Task to complete.
Duplicate each of the entries below line for line, with no changes.

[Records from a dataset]
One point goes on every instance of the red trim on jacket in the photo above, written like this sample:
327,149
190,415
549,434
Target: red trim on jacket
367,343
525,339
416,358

Answer for the task.
One point goes on every instance of the red trim on jacket in the photo above, written like this sample:
327,149
190,415
549,434
Target: red trim on jacket
367,343
525,339
416,358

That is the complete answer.